*Data shown*
○ ○ ○ ○

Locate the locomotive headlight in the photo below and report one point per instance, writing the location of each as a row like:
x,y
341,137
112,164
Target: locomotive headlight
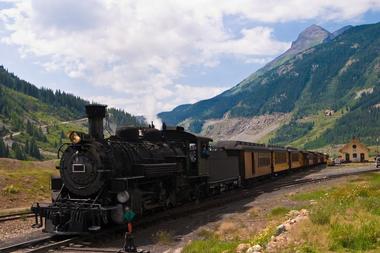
x,y
122,197
74,137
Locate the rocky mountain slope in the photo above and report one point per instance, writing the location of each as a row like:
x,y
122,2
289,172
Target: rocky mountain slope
x,y
35,121
339,72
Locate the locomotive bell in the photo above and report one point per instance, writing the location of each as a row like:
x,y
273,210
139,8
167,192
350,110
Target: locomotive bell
x,y
96,113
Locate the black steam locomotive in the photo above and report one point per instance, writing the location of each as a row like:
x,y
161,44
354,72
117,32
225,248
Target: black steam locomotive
x,y
142,169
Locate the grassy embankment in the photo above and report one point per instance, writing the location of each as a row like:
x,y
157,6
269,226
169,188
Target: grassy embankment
x,y
24,182
342,219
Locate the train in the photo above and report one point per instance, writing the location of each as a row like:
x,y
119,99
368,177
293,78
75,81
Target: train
x,y
143,169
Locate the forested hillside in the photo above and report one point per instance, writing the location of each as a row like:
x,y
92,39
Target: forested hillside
x,y
34,122
341,74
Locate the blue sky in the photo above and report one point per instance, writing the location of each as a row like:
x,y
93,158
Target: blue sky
x,y
150,56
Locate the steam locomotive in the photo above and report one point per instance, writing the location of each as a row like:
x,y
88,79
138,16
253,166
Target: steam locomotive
x,y
142,169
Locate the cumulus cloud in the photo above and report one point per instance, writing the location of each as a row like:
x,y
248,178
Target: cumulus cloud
x,y
140,48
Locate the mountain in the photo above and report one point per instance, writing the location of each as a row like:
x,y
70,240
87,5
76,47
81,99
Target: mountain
x,y
35,121
310,37
321,71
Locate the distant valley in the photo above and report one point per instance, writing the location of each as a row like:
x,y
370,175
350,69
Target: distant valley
x,y
323,90
34,122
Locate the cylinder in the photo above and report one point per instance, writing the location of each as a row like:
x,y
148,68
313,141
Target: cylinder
x,y
96,113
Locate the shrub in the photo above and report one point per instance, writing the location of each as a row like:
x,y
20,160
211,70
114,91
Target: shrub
x,y
279,211
11,189
321,214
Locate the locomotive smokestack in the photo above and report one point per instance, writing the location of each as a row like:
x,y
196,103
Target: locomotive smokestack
x,y
96,114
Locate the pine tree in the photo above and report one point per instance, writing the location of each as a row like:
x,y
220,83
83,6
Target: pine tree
x,y
20,155
3,151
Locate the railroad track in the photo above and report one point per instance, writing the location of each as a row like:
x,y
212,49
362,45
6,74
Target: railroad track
x,y
81,244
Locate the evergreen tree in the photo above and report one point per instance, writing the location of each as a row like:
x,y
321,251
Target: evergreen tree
x,y
34,150
20,155
3,149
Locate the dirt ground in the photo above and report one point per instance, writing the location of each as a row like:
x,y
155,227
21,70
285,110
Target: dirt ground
x,y
238,218
250,214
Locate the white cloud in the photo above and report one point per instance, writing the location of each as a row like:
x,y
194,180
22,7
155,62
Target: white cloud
x,y
140,48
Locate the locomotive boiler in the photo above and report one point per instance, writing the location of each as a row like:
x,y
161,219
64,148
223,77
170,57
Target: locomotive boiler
x,y
138,169
145,169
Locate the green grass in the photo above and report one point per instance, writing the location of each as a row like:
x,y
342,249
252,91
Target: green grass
x,y
24,182
164,237
347,217
279,211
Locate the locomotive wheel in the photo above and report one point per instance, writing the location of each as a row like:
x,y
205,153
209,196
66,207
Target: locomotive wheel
x,y
171,200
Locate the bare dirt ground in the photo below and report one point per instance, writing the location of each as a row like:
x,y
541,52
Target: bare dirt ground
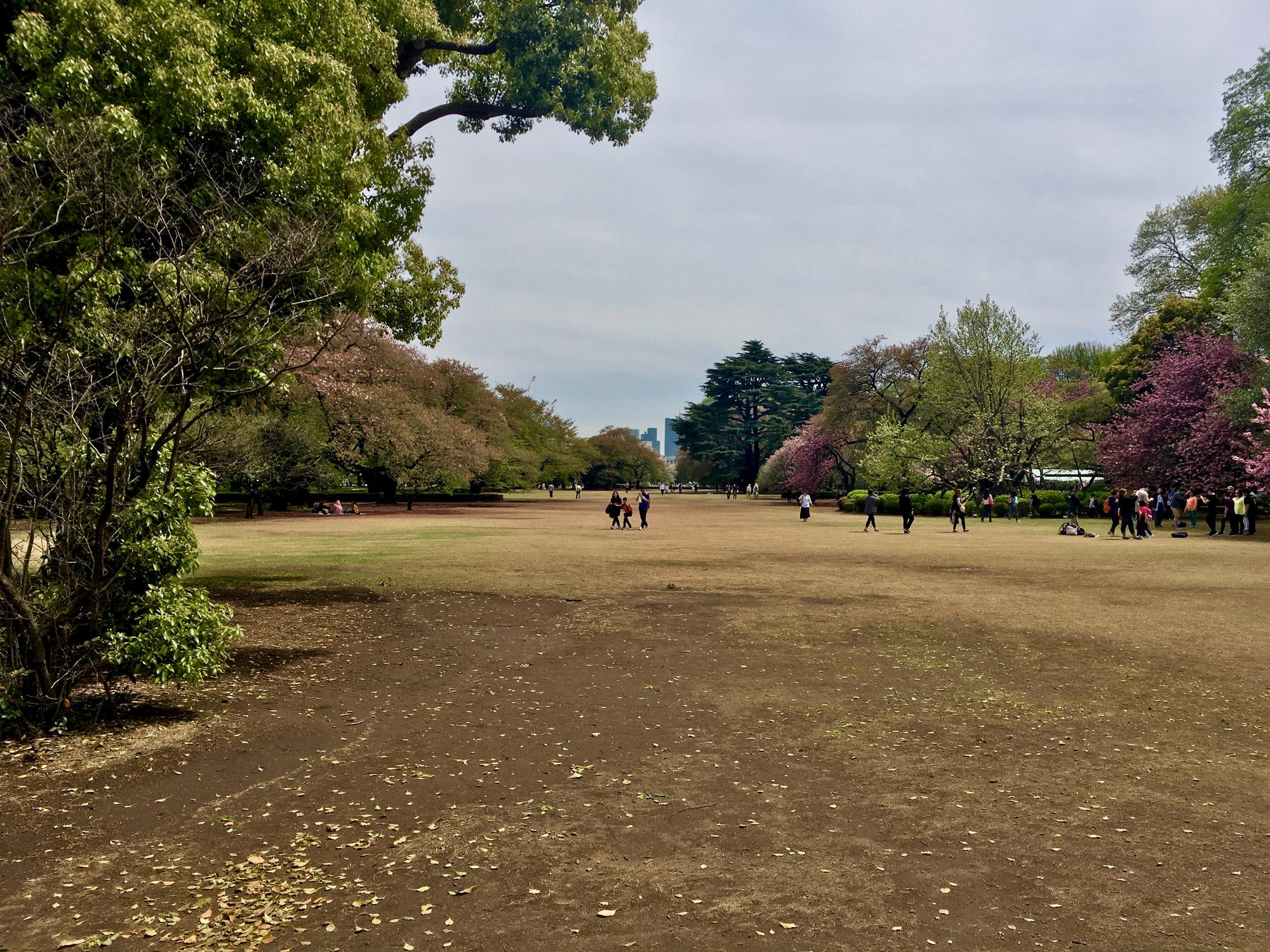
x,y
732,732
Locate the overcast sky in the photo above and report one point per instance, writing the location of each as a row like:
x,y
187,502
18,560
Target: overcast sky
x,y
816,173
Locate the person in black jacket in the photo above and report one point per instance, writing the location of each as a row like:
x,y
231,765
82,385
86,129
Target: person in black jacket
x,y
906,510
1211,501
872,511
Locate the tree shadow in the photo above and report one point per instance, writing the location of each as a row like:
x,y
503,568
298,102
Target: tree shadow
x,y
258,659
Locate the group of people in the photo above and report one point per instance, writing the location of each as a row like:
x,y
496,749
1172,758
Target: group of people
x,y
1231,512
620,508
336,508
552,488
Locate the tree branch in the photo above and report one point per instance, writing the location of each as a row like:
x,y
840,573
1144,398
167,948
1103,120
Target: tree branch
x,y
479,112
411,51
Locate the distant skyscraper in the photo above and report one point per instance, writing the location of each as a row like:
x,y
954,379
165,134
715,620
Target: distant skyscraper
x,y
650,437
672,440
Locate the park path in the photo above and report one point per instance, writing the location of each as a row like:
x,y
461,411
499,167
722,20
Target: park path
x,y
453,771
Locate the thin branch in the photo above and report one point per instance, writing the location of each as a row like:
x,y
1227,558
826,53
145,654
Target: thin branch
x,y
411,53
478,112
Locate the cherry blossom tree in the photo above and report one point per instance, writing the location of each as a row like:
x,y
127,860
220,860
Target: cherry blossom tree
x,y
1178,430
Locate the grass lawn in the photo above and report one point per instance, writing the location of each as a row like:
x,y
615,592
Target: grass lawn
x,y
731,732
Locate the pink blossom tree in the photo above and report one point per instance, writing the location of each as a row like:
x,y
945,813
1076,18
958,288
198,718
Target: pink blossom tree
x,y
1259,464
1177,431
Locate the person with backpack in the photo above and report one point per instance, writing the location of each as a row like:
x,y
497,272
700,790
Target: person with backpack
x,y
872,511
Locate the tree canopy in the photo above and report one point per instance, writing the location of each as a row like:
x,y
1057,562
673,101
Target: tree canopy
x,y
197,199
754,402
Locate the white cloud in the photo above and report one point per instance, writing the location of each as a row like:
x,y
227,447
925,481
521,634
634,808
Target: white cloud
x,y
819,173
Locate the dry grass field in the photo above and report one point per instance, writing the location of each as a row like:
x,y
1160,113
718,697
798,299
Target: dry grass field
x,y
510,728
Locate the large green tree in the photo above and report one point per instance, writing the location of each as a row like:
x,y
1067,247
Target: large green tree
x,y
754,402
987,416
187,190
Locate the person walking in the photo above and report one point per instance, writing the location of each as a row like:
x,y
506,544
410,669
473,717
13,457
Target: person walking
x,y
1128,515
958,511
1178,506
872,511
1227,512
1211,502
906,510
1145,515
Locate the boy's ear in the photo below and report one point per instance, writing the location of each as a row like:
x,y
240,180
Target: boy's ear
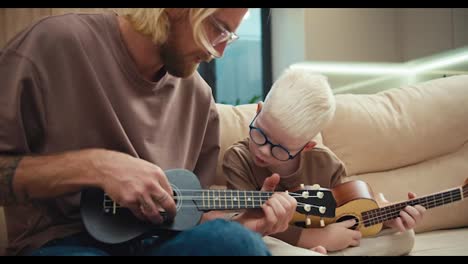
x,y
259,107
310,145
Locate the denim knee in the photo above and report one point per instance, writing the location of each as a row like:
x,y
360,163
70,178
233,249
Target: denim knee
x,y
216,237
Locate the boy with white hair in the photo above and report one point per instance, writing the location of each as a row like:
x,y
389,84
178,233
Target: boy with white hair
x,y
282,140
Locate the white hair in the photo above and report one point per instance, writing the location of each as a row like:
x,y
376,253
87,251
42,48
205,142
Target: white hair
x,y
301,103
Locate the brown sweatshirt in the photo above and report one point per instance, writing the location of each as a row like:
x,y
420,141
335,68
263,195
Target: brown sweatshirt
x,y
68,82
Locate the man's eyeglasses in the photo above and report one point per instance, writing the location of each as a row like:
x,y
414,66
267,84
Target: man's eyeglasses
x,y
223,36
277,151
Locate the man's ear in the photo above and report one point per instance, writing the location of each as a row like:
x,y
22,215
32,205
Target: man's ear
x,y
259,106
310,145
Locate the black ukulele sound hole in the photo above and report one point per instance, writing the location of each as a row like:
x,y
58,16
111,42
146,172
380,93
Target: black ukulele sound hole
x,y
349,217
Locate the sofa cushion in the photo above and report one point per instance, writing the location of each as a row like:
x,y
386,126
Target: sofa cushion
x,y
234,126
441,243
428,177
400,126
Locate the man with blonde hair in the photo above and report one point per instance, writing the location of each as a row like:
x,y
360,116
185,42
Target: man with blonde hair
x,y
283,141
113,101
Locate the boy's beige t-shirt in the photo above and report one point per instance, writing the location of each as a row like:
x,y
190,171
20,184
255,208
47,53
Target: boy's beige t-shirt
x,y
317,166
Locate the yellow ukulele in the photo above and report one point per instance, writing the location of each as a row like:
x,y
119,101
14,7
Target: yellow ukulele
x,y
355,200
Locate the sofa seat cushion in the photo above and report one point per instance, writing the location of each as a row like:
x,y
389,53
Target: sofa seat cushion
x,y
386,243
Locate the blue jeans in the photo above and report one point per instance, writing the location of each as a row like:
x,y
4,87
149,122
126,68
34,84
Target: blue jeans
x,y
214,238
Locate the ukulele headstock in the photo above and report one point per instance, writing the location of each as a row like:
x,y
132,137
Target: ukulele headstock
x,y
314,200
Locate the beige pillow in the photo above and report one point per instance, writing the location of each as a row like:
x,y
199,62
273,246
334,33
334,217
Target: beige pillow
x,y
234,126
399,127
426,178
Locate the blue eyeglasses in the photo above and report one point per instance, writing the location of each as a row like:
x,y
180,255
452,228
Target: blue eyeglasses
x,y
277,151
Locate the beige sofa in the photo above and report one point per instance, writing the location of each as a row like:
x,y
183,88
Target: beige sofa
x,y
412,138
409,139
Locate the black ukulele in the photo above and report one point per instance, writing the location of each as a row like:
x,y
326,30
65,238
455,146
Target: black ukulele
x,y
109,223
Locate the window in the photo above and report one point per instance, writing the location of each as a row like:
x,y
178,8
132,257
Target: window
x,y
243,74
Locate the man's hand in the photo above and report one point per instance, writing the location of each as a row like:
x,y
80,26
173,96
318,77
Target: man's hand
x,y
134,183
276,213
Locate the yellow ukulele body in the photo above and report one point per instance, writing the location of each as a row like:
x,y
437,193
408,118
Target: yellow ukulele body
x,y
355,200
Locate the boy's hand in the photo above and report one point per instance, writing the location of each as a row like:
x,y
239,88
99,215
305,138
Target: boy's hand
x,y
276,213
409,217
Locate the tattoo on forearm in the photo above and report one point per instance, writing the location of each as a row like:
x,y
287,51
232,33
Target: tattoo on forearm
x,y
8,167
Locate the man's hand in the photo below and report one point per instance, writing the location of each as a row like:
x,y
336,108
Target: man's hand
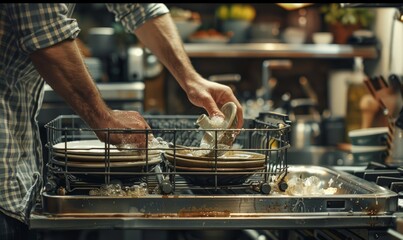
x,y
212,96
128,130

○ ○ ○ ○

Where the word "below" appears in a line of the data above, tally that line; then give the total and nothing more.

*Answer to this problem*
4